→ Task: Below are records; count the lines that contain "positive" and give only the total.

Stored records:
======

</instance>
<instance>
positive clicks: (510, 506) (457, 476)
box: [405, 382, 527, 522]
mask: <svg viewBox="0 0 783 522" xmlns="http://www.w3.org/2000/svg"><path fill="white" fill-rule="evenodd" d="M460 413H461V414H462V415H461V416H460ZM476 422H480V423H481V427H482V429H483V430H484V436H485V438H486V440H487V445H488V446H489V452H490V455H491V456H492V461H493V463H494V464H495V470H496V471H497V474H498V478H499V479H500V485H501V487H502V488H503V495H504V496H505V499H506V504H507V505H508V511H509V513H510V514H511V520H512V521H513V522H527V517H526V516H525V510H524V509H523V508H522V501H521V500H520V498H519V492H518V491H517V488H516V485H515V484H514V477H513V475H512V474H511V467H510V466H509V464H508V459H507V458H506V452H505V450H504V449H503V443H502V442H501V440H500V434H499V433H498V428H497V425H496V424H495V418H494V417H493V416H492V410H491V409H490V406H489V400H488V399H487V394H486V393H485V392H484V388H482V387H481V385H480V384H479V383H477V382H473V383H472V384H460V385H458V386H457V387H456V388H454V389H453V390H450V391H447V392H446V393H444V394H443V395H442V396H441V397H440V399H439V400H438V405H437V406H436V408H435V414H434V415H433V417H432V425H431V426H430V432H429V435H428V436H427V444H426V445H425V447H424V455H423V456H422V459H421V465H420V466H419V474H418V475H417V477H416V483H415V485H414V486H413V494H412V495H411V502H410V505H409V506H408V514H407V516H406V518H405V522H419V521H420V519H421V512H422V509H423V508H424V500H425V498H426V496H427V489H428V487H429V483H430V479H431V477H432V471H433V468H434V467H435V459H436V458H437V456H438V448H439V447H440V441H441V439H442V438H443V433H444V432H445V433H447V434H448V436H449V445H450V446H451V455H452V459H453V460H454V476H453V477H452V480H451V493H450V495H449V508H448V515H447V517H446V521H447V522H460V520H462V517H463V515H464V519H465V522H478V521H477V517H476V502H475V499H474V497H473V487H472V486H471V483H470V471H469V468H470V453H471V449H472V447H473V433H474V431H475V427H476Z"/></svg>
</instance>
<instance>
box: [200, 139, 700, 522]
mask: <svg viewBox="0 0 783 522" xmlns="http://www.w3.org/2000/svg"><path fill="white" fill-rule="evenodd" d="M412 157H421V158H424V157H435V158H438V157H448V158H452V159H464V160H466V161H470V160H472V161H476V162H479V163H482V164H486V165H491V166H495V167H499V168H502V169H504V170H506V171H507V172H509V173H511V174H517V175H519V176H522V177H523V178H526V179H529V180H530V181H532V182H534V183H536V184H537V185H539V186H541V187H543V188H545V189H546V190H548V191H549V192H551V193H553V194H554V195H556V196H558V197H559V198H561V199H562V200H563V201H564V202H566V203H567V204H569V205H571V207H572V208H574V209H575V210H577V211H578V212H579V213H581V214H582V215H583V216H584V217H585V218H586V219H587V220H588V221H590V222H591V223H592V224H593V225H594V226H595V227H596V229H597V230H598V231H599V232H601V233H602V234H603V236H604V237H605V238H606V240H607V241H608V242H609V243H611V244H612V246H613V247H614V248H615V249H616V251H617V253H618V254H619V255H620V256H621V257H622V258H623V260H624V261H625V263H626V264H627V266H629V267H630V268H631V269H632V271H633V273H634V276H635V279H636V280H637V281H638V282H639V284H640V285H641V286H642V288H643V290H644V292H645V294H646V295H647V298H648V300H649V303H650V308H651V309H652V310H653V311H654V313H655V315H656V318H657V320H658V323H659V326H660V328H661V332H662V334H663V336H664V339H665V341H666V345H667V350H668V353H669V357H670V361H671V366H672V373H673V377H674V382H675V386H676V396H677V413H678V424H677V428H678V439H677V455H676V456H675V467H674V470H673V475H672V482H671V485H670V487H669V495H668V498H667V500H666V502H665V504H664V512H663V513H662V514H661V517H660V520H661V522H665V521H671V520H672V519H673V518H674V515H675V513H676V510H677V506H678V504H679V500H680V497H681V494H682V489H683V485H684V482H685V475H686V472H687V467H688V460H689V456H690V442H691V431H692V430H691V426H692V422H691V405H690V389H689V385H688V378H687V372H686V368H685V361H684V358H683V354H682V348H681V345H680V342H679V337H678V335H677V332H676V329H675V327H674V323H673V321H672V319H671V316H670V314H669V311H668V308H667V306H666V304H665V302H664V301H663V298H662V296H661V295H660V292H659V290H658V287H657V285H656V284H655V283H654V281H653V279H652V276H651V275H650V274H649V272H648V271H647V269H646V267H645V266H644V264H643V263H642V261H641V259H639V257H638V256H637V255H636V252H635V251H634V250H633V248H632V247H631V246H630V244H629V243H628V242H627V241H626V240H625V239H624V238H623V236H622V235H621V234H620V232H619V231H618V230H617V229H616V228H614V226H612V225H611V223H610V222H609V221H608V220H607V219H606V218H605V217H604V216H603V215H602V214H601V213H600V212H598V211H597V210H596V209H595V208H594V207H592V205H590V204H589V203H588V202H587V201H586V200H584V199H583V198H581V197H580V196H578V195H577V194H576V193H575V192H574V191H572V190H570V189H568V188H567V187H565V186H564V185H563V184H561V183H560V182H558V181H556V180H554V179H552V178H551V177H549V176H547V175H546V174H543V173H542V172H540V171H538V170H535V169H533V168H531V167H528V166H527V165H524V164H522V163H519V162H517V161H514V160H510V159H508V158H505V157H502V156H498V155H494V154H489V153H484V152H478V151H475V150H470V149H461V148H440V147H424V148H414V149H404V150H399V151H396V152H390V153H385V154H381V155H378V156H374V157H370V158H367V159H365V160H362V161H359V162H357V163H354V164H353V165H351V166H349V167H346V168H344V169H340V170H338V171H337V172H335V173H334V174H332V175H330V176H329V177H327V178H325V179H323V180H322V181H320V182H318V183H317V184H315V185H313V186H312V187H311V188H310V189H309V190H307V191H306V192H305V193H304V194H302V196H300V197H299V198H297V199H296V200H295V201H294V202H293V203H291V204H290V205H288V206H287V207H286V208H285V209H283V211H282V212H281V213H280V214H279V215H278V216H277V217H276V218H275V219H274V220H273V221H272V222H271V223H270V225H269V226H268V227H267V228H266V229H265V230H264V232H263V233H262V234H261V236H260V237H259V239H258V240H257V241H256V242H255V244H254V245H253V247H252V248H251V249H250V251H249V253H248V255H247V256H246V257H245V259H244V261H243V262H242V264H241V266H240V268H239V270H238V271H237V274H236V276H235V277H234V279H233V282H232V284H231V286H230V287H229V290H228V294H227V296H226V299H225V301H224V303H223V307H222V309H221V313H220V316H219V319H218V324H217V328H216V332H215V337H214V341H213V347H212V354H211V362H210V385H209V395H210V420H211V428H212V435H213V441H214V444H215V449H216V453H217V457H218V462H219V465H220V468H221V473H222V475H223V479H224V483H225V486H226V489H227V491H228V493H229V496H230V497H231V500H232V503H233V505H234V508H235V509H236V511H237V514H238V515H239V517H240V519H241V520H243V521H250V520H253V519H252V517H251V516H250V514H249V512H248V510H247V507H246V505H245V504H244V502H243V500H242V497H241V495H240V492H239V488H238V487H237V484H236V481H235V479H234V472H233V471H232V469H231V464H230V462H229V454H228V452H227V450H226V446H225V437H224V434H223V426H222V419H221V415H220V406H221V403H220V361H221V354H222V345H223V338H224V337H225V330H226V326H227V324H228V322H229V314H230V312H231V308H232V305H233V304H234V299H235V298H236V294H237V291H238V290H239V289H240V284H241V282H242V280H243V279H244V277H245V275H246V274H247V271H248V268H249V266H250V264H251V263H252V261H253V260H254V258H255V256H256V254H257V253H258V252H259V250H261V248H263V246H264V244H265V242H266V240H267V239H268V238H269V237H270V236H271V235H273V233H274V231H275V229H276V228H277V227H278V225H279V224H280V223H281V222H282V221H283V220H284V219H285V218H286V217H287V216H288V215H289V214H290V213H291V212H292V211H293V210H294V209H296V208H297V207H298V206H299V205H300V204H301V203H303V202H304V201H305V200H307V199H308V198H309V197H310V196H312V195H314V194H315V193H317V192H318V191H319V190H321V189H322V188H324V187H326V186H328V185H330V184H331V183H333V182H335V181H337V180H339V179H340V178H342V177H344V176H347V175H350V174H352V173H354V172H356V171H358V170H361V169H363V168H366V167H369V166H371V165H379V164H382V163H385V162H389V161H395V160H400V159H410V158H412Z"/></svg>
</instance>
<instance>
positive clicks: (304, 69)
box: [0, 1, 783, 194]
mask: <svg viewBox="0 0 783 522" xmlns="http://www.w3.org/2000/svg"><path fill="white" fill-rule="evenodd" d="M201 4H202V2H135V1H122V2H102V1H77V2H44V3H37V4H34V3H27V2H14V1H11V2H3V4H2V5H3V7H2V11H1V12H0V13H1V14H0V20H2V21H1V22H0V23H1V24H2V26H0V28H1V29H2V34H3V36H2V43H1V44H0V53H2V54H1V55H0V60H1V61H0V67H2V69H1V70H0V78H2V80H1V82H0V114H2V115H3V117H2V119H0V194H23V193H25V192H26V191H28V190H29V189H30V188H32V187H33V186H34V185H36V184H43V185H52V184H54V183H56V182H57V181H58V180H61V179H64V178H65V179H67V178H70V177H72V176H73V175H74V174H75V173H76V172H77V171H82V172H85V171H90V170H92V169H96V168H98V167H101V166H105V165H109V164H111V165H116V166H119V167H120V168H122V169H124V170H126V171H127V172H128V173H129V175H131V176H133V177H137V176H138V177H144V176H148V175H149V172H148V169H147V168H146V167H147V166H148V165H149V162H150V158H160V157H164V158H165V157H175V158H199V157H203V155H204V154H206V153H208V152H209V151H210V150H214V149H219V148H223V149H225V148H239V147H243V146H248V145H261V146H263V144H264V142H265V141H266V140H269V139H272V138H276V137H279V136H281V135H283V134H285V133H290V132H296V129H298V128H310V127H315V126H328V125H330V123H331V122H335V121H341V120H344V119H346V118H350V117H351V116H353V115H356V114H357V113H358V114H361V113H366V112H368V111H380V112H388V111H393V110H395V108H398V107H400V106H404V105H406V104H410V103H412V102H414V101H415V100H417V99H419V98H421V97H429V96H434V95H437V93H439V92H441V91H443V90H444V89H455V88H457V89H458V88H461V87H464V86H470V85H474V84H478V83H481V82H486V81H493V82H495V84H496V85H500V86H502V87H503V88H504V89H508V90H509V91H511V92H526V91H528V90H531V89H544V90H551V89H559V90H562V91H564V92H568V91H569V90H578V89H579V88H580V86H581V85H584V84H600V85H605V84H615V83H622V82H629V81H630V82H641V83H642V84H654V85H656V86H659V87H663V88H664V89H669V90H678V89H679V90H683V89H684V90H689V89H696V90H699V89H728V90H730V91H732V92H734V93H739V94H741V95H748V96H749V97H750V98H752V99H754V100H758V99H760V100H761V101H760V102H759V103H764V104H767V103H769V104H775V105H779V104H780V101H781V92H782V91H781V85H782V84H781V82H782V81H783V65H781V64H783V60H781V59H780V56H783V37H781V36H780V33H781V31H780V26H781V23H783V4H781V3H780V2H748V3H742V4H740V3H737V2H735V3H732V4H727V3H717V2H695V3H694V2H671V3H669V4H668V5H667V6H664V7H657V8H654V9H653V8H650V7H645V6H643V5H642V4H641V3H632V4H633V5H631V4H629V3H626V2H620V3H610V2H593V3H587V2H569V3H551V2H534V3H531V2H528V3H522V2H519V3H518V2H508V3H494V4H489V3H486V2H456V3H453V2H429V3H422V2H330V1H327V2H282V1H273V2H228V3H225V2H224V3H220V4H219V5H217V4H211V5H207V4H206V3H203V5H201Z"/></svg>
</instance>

======

→ Problem solution: 2